**Your assignment**: Return only the lines from the one containing "asphalt --coords whole-pixels" to the end of the material, with each one exactly as it appears.

------------------------------------------------------------------------

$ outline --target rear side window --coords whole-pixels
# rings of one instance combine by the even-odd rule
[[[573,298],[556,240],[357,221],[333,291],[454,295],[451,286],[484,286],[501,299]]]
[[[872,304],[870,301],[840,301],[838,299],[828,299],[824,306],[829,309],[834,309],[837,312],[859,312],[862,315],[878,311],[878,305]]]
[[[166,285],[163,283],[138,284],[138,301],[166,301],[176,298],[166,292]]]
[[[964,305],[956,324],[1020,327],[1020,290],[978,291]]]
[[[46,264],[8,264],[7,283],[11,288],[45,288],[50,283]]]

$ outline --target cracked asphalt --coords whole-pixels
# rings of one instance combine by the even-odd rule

------------------------------------------------------------------------

**Solution to this problem**:
$ outline --target cracked asphalt --coords whole-pixels
# rings of one instance combine by the even-odd rule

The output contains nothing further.